To do: Would you return the lines from the one that contains "INSTRUCTION = locate" to the last line of the entries below, exactly and with nothing added?

Point-per-instance localization data:
-- -- --

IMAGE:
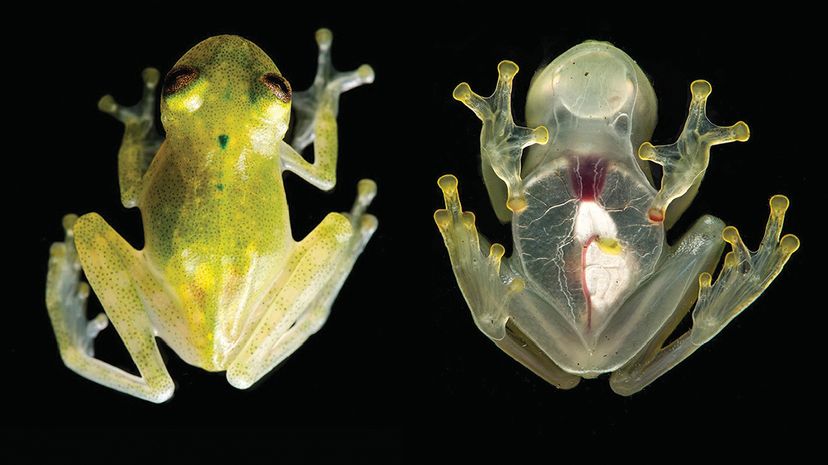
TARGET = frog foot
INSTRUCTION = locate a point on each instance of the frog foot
(744, 275)
(66, 295)
(486, 286)
(323, 94)
(143, 112)
(685, 160)
(501, 141)
(366, 224)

-- -- --

Solution below:
INSTRUCTION = locate a point on each instance of the frog foot
(744, 275)
(66, 295)
(486, 286)
(323, 94)
(143, 112)
(685, 160)
(501, 141)
(366, 224)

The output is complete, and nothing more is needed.